- _EXERCISE OBJECTIVE_
Output the data in full. Keep every entry exactly as written.

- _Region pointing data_
Content starts
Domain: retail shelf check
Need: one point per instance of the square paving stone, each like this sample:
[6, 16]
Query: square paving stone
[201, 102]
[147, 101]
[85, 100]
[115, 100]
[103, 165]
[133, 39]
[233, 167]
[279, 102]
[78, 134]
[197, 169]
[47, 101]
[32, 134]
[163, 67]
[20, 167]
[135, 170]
Content ends
- _FINISHED TASK_
Domain: retail shelf check
Need: one point per instance of the square paving stone, each like this sample:
[6, 16]
Query: square paving stone
[201, 102]
[147, 101]
[85, 100]
[115, 100]
[103, 165]
[133, 39]
[233, 167]
[279, 102]
[78, 134]
[197, 169]
[47, 101]
[32, 134]
[163, 67]
[20, 167]
[135, 170]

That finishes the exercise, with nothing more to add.